** TEXTO **
# # # # # # #

Em 1957 transfere-se para o Rio de Janeiro, e passa a participar ativamente da vida artística dessa cidade e da de São Paulo, expondo em inúmeras coletivas, salões e certames, como a Bienal de São Paulo e o Salão Paulista de Arte Moderna (medalha de ouro em 1962).

No Salão Nacional de Arte Moderna ganhou o prêmio de viagem ao estrangeiro em 1962. Com esse prêmio embarcou em 1963 para a Europa, fixando-se em Roma após visitar vários países.

Na capital italiana permaneceu por três anos, realizando em 1965 uma individual na Casa do Brasil, além de participar de algumas coletivas.

Em setembro de 1966, após tomar parte no Festival Mundial de Artes Negras de Dacar (Senegal), retornou ao Brasil e se fixou em Brasília, atendendo a convite para dirigir o Ateliê Livre do Instituto Central de Artes da Universidade de Brasília, função que desempenharia até 1968.

No mesmo ano do regresso participou com sala especial da I Bienal Nacional de Artes Plásticas, em Salvador.

# # # # # # #

** LINHAS **
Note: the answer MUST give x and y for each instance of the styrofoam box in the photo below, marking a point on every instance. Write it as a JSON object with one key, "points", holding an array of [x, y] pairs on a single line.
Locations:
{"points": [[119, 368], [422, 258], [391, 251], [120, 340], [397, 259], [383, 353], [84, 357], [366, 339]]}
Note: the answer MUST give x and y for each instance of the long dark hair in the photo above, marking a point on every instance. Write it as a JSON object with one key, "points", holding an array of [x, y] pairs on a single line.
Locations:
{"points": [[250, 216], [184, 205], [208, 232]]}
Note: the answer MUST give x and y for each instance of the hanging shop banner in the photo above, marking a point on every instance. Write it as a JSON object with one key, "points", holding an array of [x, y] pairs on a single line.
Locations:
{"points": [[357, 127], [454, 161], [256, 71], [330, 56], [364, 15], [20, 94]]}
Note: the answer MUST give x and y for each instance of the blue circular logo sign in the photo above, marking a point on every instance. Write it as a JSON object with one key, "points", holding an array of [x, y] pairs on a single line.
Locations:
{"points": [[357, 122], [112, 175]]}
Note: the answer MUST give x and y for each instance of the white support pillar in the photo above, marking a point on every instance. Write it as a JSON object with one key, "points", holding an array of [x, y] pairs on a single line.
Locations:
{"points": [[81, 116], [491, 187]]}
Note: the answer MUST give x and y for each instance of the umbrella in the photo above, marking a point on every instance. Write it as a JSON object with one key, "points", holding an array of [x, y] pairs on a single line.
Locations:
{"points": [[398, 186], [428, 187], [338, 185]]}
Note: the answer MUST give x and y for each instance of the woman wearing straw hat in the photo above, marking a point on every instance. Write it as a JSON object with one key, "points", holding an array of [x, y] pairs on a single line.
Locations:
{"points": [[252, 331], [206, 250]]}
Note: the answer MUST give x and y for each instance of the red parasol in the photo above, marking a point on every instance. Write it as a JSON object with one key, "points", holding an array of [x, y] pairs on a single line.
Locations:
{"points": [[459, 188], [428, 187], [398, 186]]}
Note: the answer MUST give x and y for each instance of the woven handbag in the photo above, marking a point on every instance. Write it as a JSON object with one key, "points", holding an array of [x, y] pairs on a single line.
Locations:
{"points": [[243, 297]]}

# # # # # # #

** TAREFAS **
1: Transcreva, do texto sobre a trajetória artística, o trecho que começa com as palavras que contêm "Em 1957 transfere-se" e termina em "desempenharia até 1968.".
2: Liste todas as cidades mencionadas no texto sobre a trajetória artística.
3: Dê seguimento ao texto sobre a trajetória artística a partir da última frase apresentada.

** RESPOSTAS NA ORDEM **
1:
Em 1957 transfere-se para o Rio de Janeiro, e passa a participar ativamente da vida artística dessa cidade e da de São Paulo, expondo em inúmeras coletivas, salões e certames, como a Bienal de São Paulo e o Salão Paulista de Arte Moderna (medalha de ouro em 1962).

No Salão Nacional de Arte Moderna ganhou o prêmio de viagem ao estrangeiro em 1962. Com esse prêmio embarcou em 1963 para a Europa, fixando-se em Roma após visitar vários países.

Na capital italiana permaneceu por três anos, realizando em 1965 uma individual na Casa do Brasil, além de participar de algumas coletivas.

Em setembro de 1966, após tomar parte no Festival Mundial de Artes Negras de Dacar (Senegal), retornou ao Brasil e se fixou em Brasília, atendendo a convite para dirigir o Ateliê Livre do Instituto Central de Artes da Universidade de Brasília, função que desempenharia até 1968.

2: Rio de Janeiro, São Paulo, Roma, Dacar, Brasília e Salvador.

3:
Nos próximos 20 anos, sempre residindo em Brasília, com fugas episódicas a São Paulo ou a outras cidades brasileiras, Rubem Valentim integrou importantes coletivas realizadas no País e no exterior, entre elas a Bienal de São Paulo (prêmios de aquisição em 1967 e 1973), a Bienal de Arte Construtiva de Nuremberg (Alemanha, 1969), o Panorama de Arte Atual Brasileira (MAM de São Paulo, 1969), a II Bienal de Arte Coltejer (Medellín, Colômbia, 1970), o Salão Global da Primavera (Brasília, 1973 - prêmio de viagem à Europa), Artes Plásticas Brasil-Japão (Tóquio, 1975), Visão da Terra (MAM do Rio de Janeiro, 1977), Geometria Sensível (MAM do Rio de Janeiro, 1978) etc. Do mesmo modo, expôs individualmente em cidades como Rio de Janeiro, São Paulo, Brasília e Cuiabá, destacando-se as mostras de 1970 no MAM do Rio de Janeiro (31 Objetos Emblemáticos e Relevos-Emblemas de Rubem Valentim) e as de 1975 e 1978 em Brasília - Rubem Valentim: Panorama de sua Obra Plástica e Mito e Magia na Arte de Rubem Valentim -, organizadas, ambas, pela Fundação Cultural do Distrito Federal.

Rubem Valentim partiu de uma pintura que revelaria, no começo, fortes influências parisienses; mas, olhando para dentro de si mesmo em meados da década de 1950 passou a utilizar, como matéria-prima do seu fazer estético, sua ancestralidade africana, o ativismo negro a que se referiria em 1966 o crítico italiano Giulio Carlo Argan, para quem a arte do brasileiro corresponderia a uma "recordação inconsciente de uma grande e luminosa civilização negra anterior às conquistas ocidentais".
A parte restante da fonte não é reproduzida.